§ Your instructions: Continue the Texas Supreme Court opinion in Mitchell v. Mitchell, picking up right after its last line.
--- start Document text ---
Case ID: sw2d_303/html/0352-01.html
Source: Caselaw Access Project
Author: {"author": "HICKMAN, Chief Justice.", "license": "Public Domain", "url": "https://static.case.law/"}
Date Created: 2024-08-24T03:29:51.129683

Raymond MITCHELL et al., Plaintiffs, v. Leon MITCHELL et al., Respondents.
    No. A-6249.
    Supreme Court of Texas.
    June 19, 1957.
    
      Morris, Underwood & Oldham, Houston, Graves, Dougherty & Greenhill, Austin, for Raymond Mitchell et al.
    Black & Stayton, Austin, for Mary Prophet et al.
    W. J. Durham, Dallas, for Cornelius Mitchell et al.
    E. E. Davis, Dayton, for Lamar Mitchell et al.
    D. F. Sanders, Alto V. Watson, Beaumont, for Leon Mitchell et al.
   HICKMAN, Chief Justice.
--- end Document text ---
--- start Material provided ---
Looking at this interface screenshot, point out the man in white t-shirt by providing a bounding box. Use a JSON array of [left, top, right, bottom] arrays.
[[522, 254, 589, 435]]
--- end Material provided ---
§ Output of the exercise:
This case is the accounting phase of Mitchell v. Mitchell, 151 Tex. 1, 244 S.W.2d 803, which was severed from the main case by order of the trial court. The basic question for decision in this proceeding, as in the former appeal, is whether the proceeds of oil and gas royalties constitute income under a testamentary trust created by Aurelia Mitchell, testatrix, which should be distributed to life beneficiaries of the trust, or constitute a part of the corpus of the estate to be held by the trustees and eventually distributed to the remaindermen. On the former appeal we held that the royalties constitute a part of the corpus of the estate and not income. In the present suit for accounting the trial court followed our ruling, but its judgment was reversed by the Court of Civil Appeals upon its holding that the royalties constitute income. 298 S.W.2d 236.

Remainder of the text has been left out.